● Text shown
####

The answer needs some work though. The declares used make the assumption that you will only have a single value for the @XXX, @YYY, @ZZZZ, etc. as well as all of the @XXCount (and etc) being set to 1. If you use other values then it's impossible to have ANY other answer be correct than option 4.
DECLARE @AA VARCHAR(12) = 'AAA'
,@XXX VARCHAR(12) = 'AAA'
,@YYY VARCHAR(12) = 'AAA' --<--note the change here
,@ZZZ VARCHAR(12) = 'CCC'
,@AAXXX VARCHAR(12) = 'XXAAA'
,@AAYYY VARCHAR(12) = 'XXBBB'
,@AAZZZ VARCHAR(12) = 'XXCCC'
,@XXXCount INT = 1
,@YYYCount INT = 2 --<--note the change here
,@ZZZCount INT = 1
,@AAXXXCount INT = 1
,@AAYYYCount INT = 1
,@AAZZZCount INT = 1
,@Result INT;
-- Much to your chagrin, you encounter the following logic in a SQL SP.
-- You may assume that each local variable is DECLAREd and @AA,
-- @XXX, @YYY, @ZZZ, @AAXXX, @AAYYY, @AAZZZ each have a value assigned,
-- with only @AA required to be NOT NULL. Each @xxxCount variable
-- is also assigned an integer value.

####

● Data records

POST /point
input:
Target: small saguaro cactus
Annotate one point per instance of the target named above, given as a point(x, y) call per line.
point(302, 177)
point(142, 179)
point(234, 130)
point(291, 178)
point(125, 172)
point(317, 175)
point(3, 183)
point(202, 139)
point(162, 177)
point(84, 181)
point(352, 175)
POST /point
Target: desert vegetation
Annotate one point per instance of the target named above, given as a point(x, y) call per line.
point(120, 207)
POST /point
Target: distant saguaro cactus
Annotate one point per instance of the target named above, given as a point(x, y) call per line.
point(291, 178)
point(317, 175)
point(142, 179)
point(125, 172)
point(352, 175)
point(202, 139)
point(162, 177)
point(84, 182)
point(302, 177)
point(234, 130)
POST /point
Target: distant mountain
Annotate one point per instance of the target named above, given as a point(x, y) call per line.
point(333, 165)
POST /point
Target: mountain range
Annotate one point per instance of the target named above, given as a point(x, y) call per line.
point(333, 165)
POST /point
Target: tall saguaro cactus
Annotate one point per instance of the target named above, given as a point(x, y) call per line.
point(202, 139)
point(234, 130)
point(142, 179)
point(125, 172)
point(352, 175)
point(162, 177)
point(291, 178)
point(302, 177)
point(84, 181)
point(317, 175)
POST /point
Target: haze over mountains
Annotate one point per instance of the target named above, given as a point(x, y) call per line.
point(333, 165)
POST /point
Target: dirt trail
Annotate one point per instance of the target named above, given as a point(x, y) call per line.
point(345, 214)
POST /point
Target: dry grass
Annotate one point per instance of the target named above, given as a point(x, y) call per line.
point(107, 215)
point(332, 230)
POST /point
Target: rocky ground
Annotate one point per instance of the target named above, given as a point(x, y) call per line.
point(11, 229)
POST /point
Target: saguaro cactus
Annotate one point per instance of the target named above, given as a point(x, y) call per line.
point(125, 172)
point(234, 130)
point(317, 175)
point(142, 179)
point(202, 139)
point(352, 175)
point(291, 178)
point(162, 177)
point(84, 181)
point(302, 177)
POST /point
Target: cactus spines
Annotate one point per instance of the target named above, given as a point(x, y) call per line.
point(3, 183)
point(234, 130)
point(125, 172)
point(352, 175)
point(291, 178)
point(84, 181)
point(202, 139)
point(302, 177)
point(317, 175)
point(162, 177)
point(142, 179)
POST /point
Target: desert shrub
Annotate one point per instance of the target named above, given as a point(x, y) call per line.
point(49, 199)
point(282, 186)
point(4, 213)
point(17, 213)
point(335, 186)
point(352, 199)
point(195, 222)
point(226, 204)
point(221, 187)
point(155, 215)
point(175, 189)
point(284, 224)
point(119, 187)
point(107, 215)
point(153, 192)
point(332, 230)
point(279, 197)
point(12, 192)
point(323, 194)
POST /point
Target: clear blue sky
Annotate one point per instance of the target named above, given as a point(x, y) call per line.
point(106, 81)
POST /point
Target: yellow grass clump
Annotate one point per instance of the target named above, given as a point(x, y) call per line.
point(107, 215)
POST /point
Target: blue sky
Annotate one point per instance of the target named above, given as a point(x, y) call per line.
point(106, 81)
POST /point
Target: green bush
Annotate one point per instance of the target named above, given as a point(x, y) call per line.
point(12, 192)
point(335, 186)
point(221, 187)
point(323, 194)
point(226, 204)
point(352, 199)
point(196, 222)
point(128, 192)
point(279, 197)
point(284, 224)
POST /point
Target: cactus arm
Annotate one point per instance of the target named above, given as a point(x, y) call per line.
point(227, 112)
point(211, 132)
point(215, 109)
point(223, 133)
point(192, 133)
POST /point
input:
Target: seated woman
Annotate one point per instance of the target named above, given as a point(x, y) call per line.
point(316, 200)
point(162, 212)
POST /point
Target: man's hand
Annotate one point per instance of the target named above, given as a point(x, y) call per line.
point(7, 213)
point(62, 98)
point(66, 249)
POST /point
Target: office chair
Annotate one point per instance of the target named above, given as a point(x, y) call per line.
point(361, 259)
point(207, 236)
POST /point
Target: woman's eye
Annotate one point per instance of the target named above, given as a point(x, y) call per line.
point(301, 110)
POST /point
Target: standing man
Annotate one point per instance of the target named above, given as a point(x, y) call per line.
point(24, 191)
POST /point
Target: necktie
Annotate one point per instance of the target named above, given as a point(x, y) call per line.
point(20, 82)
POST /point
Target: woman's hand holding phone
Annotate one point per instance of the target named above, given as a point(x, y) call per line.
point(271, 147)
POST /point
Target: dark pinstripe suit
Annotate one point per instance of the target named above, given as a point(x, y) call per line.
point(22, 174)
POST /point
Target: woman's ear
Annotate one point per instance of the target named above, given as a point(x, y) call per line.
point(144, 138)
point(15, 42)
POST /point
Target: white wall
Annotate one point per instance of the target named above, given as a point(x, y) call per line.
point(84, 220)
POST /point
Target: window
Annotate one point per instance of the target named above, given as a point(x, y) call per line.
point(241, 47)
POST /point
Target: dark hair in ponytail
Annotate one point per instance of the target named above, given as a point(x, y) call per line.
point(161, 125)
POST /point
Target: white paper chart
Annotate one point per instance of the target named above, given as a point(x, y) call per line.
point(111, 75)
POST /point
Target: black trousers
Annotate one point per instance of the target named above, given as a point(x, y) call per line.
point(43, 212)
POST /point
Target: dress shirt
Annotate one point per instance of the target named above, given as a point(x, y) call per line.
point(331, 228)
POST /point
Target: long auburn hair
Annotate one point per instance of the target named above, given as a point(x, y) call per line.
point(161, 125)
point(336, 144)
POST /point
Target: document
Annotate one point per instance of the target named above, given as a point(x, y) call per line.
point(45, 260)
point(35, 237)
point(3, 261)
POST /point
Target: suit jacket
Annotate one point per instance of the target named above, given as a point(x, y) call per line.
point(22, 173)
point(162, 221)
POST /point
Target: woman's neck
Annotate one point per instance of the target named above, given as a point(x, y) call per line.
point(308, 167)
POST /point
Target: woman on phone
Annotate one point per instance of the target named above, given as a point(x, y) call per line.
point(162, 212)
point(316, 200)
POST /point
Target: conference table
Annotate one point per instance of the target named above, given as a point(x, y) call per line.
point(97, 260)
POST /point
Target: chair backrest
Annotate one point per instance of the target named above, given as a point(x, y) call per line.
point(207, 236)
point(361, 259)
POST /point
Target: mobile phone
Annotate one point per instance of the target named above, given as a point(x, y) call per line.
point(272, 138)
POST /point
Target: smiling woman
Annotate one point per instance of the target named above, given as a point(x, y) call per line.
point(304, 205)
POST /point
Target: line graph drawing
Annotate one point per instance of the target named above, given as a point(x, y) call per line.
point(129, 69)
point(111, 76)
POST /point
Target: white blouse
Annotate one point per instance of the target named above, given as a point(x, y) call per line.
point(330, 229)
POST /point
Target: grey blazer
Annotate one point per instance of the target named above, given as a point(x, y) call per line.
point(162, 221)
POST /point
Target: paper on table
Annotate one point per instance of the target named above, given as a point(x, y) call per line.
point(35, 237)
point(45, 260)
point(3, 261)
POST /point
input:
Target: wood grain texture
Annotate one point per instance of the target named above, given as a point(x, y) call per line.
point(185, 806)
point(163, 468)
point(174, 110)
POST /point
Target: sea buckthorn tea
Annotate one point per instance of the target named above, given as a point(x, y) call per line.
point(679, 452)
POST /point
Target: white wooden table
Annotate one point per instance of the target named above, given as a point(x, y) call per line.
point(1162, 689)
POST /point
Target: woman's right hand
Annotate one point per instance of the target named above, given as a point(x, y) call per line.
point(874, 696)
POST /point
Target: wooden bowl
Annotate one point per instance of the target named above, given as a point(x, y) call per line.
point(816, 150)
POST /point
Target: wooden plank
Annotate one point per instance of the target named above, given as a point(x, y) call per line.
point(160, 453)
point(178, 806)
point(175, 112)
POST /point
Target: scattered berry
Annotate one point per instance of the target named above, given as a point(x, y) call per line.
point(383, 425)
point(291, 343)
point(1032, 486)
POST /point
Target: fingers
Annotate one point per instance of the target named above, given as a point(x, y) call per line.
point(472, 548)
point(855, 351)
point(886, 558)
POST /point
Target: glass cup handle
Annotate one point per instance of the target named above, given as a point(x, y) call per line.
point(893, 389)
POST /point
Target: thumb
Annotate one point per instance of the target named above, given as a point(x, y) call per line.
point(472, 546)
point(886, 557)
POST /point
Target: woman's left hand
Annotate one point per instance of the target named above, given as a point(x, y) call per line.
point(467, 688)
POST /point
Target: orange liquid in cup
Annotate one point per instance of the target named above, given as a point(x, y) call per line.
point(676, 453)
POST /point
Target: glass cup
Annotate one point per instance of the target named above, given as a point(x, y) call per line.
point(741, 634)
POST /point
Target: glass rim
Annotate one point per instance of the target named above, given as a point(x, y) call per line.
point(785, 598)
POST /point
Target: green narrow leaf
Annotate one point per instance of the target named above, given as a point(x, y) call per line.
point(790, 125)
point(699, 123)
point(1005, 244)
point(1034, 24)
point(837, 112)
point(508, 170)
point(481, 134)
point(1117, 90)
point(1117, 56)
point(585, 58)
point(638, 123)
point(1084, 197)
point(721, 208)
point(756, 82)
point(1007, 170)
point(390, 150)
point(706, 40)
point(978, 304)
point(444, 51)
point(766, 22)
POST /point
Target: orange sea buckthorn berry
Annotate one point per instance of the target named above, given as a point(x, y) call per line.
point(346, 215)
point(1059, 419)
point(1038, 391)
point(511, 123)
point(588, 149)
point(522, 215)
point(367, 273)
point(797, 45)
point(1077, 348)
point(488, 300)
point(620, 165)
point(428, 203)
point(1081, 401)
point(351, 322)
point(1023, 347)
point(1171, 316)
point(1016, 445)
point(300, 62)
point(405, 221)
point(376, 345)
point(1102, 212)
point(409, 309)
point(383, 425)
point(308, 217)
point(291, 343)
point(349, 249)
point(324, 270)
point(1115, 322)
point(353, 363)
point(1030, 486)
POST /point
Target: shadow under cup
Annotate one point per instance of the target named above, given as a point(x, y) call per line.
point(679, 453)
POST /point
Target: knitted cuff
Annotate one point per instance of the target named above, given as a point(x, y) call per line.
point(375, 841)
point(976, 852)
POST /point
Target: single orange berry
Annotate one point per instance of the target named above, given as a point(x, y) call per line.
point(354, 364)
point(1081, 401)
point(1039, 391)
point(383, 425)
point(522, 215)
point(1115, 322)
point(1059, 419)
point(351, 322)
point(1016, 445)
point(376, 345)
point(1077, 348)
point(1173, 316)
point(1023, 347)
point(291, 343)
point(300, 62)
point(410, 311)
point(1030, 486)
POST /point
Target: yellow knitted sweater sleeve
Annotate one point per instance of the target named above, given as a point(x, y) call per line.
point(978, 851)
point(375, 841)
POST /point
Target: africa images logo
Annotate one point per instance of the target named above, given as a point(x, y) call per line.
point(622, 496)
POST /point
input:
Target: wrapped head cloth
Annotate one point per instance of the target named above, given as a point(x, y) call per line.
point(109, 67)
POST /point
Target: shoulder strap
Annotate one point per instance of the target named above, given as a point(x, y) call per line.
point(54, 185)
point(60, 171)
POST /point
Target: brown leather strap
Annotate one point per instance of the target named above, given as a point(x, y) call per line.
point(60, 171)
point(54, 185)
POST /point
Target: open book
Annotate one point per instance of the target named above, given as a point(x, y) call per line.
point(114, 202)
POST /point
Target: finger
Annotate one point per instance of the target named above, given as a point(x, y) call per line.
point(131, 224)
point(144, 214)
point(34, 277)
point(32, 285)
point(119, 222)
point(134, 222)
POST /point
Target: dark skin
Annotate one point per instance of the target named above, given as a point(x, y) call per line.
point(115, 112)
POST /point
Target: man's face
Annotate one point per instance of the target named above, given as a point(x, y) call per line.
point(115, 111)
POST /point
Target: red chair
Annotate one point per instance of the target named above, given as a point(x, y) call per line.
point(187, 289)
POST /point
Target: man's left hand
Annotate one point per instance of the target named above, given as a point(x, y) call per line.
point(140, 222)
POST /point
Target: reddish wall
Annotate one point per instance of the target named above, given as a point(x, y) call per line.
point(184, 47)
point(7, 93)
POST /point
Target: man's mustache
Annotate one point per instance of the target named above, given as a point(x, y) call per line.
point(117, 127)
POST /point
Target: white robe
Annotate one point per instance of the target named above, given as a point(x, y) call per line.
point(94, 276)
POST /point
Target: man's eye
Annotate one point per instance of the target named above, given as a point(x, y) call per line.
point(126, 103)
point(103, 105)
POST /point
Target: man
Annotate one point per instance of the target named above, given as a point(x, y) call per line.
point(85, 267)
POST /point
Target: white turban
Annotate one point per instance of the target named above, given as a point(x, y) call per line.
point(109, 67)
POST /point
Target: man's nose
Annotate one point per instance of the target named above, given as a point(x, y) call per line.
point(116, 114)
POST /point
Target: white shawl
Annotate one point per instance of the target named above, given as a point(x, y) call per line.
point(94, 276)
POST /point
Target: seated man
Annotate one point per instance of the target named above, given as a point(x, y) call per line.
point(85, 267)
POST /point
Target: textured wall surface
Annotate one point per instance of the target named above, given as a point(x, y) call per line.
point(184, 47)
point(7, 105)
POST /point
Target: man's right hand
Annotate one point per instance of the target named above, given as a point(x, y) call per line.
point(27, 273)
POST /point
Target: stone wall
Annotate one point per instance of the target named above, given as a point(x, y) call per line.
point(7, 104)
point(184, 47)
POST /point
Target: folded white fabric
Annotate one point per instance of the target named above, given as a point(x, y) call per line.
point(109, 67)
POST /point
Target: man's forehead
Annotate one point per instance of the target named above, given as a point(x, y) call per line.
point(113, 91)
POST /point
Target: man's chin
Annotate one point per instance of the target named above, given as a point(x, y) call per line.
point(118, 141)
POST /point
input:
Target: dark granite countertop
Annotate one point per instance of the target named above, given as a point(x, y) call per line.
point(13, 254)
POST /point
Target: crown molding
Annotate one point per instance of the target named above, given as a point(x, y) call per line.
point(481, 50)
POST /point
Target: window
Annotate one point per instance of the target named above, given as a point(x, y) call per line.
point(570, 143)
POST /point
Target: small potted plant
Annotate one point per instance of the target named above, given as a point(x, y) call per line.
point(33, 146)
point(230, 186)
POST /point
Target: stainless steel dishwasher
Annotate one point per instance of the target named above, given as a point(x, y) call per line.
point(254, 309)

####

● Direction
Continue the forum post about the SQL variable declarations from where it stops, not the entries.

● Reply to the exercise
--
SET @Result = 0;
IF @AA = @XXX
BEGIN
IF @XXXCount > @AAXXXCount SET @Result = 2 --<--Note the result will be 0 because of this statement!!
END
ELSE IF @AA = @YYY
BEGIN
IF @YYYCount > @AAYYYCount SET @Result = 2
END
ELSE IF @AA = @ZZZ
BEGIN
IF @ZZZCount > @AAZZZCount SET @Result = 2
END
ELSE IF @AA = @AAXXX
BEGIN
IF @XXXCount = @AAXXXCount SET @Result = 3
END
ELSE IF @AA = @AAYYY
BEGIN
IF @YYYCount = @AAYYYCount SET @Result = 3
END
ELSE IF @AA = @AAZZZ
BEGIN
IF @ZZZCount = @AAZZZCount SET @Result = 3
END
-- Identify the equivalent logic from the options shown:
-- Option 1:
SET @Result = 0;
IF @AA = @XXX AND @XXXCount > @AAXXXCount SET @Result = 2
ELSE IF @AA = @YYY AND @YYYCount > @AAYYYCount SET @Result = 2 --<--using the above declares, the result will be a 2!!
ELSE IF @AA = @ZZZ AND @ZZZCount > @AAZZZCount SET @Result = 2
ELSE IF @AA = @AAXXX AND @XXXCount = @AAXXXCount SET @Result = 3
ELSE IF @AA = @AAYYY AND @YYYCount = @AAYYYCount SET @Result = 3
ELSE IF @AA = @AAZZZ AND @ZZZCount = @AAZZZCount SET @Result = 3
SELECT [Option 1:]=@Result
SELECT @Result = NULL;
-- Option 2:
IF @AA = @XXX AND @XXXCount > @AAXXXCount SET @Result = 2
ELSE IF @AA = @YYY AND @YYYCount > @AAYYYCount SET @Result = 2 --<--using the above declares, the result will be a 2!!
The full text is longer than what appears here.